### EXERCISE A
From the Ksp data passage, copy the part that opens with the words containing "Table 2: The" and closes with "ΔHº and ΔSº.".
### EXERCISE B
Translate this sentence from the Ksp data passage into Spanish: "From this, the values of ΔHº and ΔSº were calculated (Table 2)."

### DOCUMENT PASSAGE
####

Table 1: The volume of HCl added, the concentration of [B4O5(OH)42-], the values of Ksp and the value of ln(Ksp) at the different temperatures.
Figure 1: The graph of ln(Ksp) vs. 1/T(K), the line of best fit associated with the data, the equation for the line of best fit, and the value of the coefficient of regression, r2.
Table 2: The determined values from the line of best fit of the slope (-ΔHº/R), the intercept (ΔSº/R), the uncertainties of those values, and the calculated values of ΔHº and ΔSº.
The data shows a clear trend that as the temperature decreases, the concentration of the tetraborate ion decreases, which follows that the value of Ksp decreases as temperature decreases (Table 1), which thus follows that the value of ln(Ksp) decreases as temperature decreases (Table 1 and Figure 1). The value of the coefficient of regression, r2 (Figure 1), is also shown. This value means that the changes in 1/T(K) explains 99.15% of the variations in ln(Ksp). This is good because it shows that there are not any influential points that can drastically change the line of best fit, which could also drastically change the values of the slope and the intercept. The determined line of best fit for the graph of ln(Ksp) vs. 1/T(K) is in the form of y=mx+b (Figure 1). This can be translated to Equation (2), where y=ln(Ksp), m=-ΔHº/R, x=1/T(K), and b=ΔSº/R. From this, the values of ΔHº and ΔSº were calculated (Table 2).

####

### DATA LINES
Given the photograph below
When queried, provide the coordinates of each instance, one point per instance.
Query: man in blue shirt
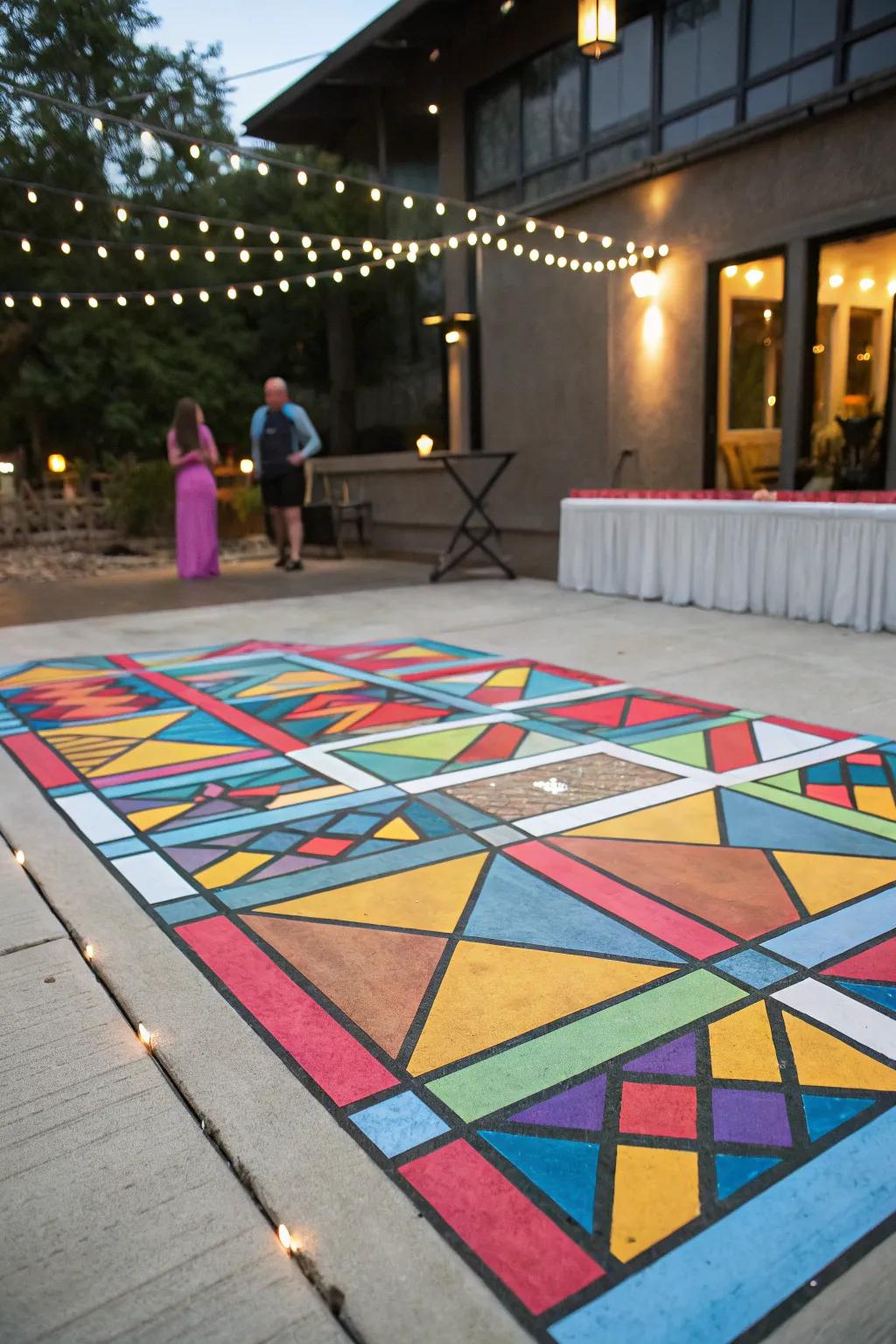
(283, 440)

####

### COMPLETE ANSWER A
Table 2: The determined values from the line of best fit of the slope (-ΔHº/R), the intercept (ΔSº/R), the uncertainties of those values, and the calculated values of ΔHº and ΔSº.

### COMPLETE ANSWER B
A partir de esto, se calcularon los valores de ΔHº y ΔSº (Tabla 2).